Problem details:
Reprint the whole of the data exactly.

═════ Data for analysis ═════

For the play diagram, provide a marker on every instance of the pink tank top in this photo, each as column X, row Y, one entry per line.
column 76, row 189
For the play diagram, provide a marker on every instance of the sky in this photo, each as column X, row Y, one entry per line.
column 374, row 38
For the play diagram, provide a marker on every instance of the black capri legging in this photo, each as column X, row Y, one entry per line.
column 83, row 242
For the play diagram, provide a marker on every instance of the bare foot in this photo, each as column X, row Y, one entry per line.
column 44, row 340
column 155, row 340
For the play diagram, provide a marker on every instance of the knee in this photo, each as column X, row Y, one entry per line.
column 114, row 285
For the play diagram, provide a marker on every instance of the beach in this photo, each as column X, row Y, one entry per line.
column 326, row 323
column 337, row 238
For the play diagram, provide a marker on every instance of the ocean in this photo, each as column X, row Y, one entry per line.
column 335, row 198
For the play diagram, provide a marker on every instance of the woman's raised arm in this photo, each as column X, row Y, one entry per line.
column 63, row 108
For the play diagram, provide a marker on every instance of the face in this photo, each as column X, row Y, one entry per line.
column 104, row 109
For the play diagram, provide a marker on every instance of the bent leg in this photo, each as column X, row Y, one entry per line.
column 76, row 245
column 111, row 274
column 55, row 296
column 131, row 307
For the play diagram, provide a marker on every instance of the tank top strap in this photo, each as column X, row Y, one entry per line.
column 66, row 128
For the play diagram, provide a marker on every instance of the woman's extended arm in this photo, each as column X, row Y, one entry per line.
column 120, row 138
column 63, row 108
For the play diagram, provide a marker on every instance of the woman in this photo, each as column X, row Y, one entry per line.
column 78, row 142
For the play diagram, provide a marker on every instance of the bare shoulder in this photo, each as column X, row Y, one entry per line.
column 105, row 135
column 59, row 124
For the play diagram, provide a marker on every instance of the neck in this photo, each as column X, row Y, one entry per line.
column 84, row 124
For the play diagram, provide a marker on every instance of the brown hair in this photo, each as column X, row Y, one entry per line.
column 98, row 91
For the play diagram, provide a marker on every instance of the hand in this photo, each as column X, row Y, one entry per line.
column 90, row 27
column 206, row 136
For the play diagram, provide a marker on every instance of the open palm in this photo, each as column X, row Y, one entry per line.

═════

Task result:
For the play diagram, provide a marker on every instance of the pink tank top in this photo, each as column X, row Y, one entry per line.
column 76, row 189
For the play diagram, provide a marker on every instance of the sky in this photo, each as column X, row Y, one entry per line.
column 374, row 38
For the play diagram, provide a marker on every instance of the black capri legging in this photo, each as column X, row Y, one entry per line.
column 83, row 242
For the play diagram, provide a marker on every instance of the bare foot in this photo, each as column X, row Y, one entry per line.
column 44, row 340
column 155, row 340
For the play diagram, provide a marker on every instance of the knee in this photo, each as column X, row Y, one entry per line.
column 114, row 285
For the play diagram, provide a marker on every instance of the beach in this photo, each as column X, row Y, one entry per line.
column 326, row 323
column 337, row 238
For the play diagram, provide a marker on every instance of the ocean in this photo, each as column X, row Y, one entry per line.
column 335, row 198
For the play diagram, provide a marker on every instance of the woman's raised arm in this photo, each as column X, row Y, one entry per line.
column 63, row 108
For the play diagram, provide a marker on every instance of the face in this photo, each as column X, row Y, one entry per line.
column 104, row 109
For the play diagram, provide a marker on every instance of the bent leg in this photo, each as column X, row Y, one entry per line.
column 76, row 245
column 111, row 274
column 55, row 296
column 131, row 307
For the play diagram, provide a marker on every instance of the tank top strap in this photo, each as column X, row Y, one entry per line.
column 66, row 128
For the play diagram, provide a marker on every instance of the woman's extended arm in this photo, each as column X, row Y, one entry per line.
column 120, row 138
column 63, row 108
For the play diagram, provide a marker on every instance of the woman in this photo, each as column X, row Y, one entry per line.
column 78, row 142
For the play diagram, provide a marker on every instance of the bare shoulder in this photo, each as column X, row Y, one entry per line.
column 105, row 135
column 59, row 124
For the play diagram, provide a marker on every instance of the neck in this photo, each as column X, row Y, one entry per line.
column 84, row 124
For the play diagram, provide a marker on every instance of the brown hair in this photo, each as column X, row Y, one entry per line.
column 98, row 91
For the play diagram, provide a marker on every instance of the hand in this photo, each as column X, row Y, one entry per line.
column 90, row 27
column 206, row 136
For the play diagram, provide a marker on every instance of the open palm in this photo, each as column X, row Y, one entry per line.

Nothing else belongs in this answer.